Data section »
*****
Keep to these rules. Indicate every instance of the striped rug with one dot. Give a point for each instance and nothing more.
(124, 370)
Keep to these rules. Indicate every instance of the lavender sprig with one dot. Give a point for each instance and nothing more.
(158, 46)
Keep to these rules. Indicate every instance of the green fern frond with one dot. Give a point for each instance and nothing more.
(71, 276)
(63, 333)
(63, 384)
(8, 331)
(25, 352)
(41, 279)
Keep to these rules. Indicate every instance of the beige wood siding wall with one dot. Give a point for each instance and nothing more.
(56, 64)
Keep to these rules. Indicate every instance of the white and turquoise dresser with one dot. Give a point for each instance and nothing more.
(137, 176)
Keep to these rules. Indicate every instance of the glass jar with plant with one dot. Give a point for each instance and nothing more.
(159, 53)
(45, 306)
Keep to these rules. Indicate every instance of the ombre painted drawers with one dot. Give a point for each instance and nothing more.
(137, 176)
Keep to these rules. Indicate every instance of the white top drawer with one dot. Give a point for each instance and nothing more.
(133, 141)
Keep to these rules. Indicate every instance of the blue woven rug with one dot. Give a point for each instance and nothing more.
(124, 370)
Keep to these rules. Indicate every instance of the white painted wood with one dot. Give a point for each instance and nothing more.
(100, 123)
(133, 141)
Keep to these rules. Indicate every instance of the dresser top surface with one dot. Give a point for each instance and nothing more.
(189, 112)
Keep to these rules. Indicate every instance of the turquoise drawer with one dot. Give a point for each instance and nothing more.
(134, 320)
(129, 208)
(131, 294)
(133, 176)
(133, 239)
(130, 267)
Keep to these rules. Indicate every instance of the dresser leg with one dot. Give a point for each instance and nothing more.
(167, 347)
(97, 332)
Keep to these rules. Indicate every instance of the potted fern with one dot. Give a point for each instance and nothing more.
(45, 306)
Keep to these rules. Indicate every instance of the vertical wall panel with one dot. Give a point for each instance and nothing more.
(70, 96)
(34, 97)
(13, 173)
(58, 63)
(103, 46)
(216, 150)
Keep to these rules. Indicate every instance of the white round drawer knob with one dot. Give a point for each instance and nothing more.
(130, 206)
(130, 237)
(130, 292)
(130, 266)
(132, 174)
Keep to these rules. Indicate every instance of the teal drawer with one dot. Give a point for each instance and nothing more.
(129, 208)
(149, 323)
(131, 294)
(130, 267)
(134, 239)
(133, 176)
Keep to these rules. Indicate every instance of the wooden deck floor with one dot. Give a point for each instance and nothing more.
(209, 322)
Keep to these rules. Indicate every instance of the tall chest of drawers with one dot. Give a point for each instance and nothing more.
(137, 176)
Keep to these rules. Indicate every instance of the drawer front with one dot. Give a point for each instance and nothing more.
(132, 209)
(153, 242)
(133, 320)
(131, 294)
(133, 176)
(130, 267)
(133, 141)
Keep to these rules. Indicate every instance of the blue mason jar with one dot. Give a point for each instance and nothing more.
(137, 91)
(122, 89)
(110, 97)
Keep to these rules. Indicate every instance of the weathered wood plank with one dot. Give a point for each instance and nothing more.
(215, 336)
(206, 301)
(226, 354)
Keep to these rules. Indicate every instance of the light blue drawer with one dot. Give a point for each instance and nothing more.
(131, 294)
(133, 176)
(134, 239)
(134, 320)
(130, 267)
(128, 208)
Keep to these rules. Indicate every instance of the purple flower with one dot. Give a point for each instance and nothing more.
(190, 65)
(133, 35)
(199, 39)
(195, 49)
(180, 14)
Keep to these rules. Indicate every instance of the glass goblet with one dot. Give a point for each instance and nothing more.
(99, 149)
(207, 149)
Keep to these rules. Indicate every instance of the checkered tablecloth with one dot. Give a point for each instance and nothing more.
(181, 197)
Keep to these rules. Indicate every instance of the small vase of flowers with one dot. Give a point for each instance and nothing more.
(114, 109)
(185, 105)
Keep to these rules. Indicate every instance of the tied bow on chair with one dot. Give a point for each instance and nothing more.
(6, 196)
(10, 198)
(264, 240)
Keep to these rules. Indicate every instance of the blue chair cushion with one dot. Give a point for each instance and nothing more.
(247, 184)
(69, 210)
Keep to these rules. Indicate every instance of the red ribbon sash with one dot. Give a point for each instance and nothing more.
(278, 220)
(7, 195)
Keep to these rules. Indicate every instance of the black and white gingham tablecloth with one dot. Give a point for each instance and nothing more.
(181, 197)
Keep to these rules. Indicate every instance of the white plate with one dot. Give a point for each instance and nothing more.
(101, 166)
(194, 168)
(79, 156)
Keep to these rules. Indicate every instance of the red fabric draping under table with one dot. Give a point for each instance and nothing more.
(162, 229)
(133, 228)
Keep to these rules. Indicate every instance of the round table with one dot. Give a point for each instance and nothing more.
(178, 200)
*****
Written instruction » Copy all of the material above, replacing "Indicate" with "Mark" wherever it occurs and leaving everything else unchanged.

Solution to this problem »
Keep to these rules. Mark every instance of the striped rug with one dot. Give a point for each instance and nothing more.
(124, 370)
Keep to these rules. Mark every instance of the lavender sprig with one dot. Give a point for each instance and nothing more.
(158, 46)
Keep to these rules. Mark every instance of the green fern frond with one dot. Give a point for each instance and nothing more.
(71, 276)
(63, 333)
(63, 384)
(8, 331)
(25, 352)
(41, 279)
Keep to these rules. Mark every instance of the beige wood siding wall with one dot. Give a point for each instance and nothing more.
(56, 64)
Keep to these rules. Mark every instance of the white and turquoise dresser with one dot. Give a point for each instance and nothing more.
(137, 176)
Keep to these rules. Mark every instance of the glass jar with plant with one dot. Give a point for each instance and nothing more.
(159, 53)
(45, 306)
Keep to these rules. Mark every instance of the ombre painted drawers with one dot. Give a point for each instance and nothing more.
(137, 176)
Keep to these rules. Mark every instance of the white top drawer with one dot. Give a point for each instance and nothing more.
(133, 141)
Keep to these rules. Mark every instance of the blue woven rug with one dot. Give a point for each instance and nothing more.
(124, 370)
Keep to these rules. Mark every instance of the white painted wood with one dot. Give a point for each instance and nothing more.
(100, 123)
(133, 141)
Keep to these rules. Mark every instance of the dresser top surface with one dot. Give a point for each instance and nothing more.
(189, 112)
Keep to these rules. Mark every instance of the turquoise drawer with one dot. Give a point for each instance and nothing more.
(134, 320)
(129, 208)
(131, 294)
(133, 176)
(133, 239)
(130, 267)
Keep to these rules. Mark every instance of the dresser leg with one dot. Give a point for each instance and nothing more.
(167, 347)
(97, 332)
Keep to these rules. Mark every instance of the potted fern with one dot. Give a point for each instance and nothing more.
(45, 306)
Keep to these rules. Mark every instance of the vertical wall panel with one dot. Give a point for each instance and nothing more.
(70, 96)
(34, 97)
(13, 173)
(58, 63)
(103, 46)
(216, 150)
Keep to these rules. Mark every instance of the white round drawer knob with one dot. Give a point for each instance and nothing more.
(130, 206)
(130, 237)
(130, 292)
(130, 266)
(132, 174)
Keep to these rules. Mark every instance of the teal drawer with one dot. Give a point for each instance and nothing more.
(129, 208)
(149, 323)
(131, 294)
(130, 267)
(134, 239)
(133, 176)
Keep to these rules. Mark every instance of the wooden deck floor with one dot. Give a point for each instance and nothing more.
(209, 322)
Keep to these rules. Mark every instance of the tall chest of drawers with one dot. Give a point for each instance and nothing more.
(137, 176)
Keep to these rules. Mark every instance of the drawer front with one dot. Give a point for each instance and nothing more.
(132, 209)
(153, 242)
(133, 320)
(131, 294)
(133, 176)
(130, 267)
(133, 141)
Keep to these rules. Mark every instance of the blue mason jar with one dot. Give a point for each instance and nothing more.
(137, 91)
(122, 89)
(110, 97)
Keep to these rules. Mark every instance of the weathered wood plank with one dot. Give a point for each instance and nothing more.
(215, 336)
(206, 301)
(226, 354)
Keep to these rules. Mark every instance of the light blue drawer with one dot. Give a point for each instance and nothing more.
(131, 294)
(133, 176)
(134, 239)
(134, 320)
(130, 267)
(128, 208)
Keep to these rules. Mark every instance of the purple flower with one dot. Give a point for each instance and nothing more.
(190, 65)
(133, 35)
(199, 39)
(195, 49)
(180, 14)
Keep to these rules. Mark every instance of the glass goblet with one dot. Give a point for each instance and nothing more.
(99, 149)
(207, 149)
Keep to these rules. Mark every instance of the checkered tablecloth with one dot. Give a point for each instance and nothing more.
(181, 197)
Keep to these rules. Mark every instance of the small vase of flowers with one dot. Give a point for each instance and nothing more.
(114, 109)
(185, 105)
Keep to these rules. Mark every instance of the tied bow on chair with one dot. Give a point for each instance and nothing more.
(6, 196)
(10, 198)
(264, 240)
Keep to these rules. Mark every instance of the blue chair cushion with one dot. Give a point for each instance and nothing more.
(247, 184)
(69, 210)
Keep to these rules. Mark every instance of the red ribbon sash with one dot. Give a point for each instance and nothing more.
(278, 220)
(7, 195)
Keep to these rules. Mark every instance of the black and white gingham tablecloth with one dot. Give a point for each instance and nothing more.
(181, 197)
Keep to these rules. Mark every instance of the white plate with one dot. Give a point for each instance and nothing more.
(101, 166)
(194, 168)
(79, 156)
Keep to these rules. Mark every instance of the red fabric draping under table with one dot. Give a point for each instance and nothing more.
(162, 229)
(133, 228)
Keep to these rules. Mark every instance of the round table with one dot. Give a point for each instance and nothing more.
(178, 200)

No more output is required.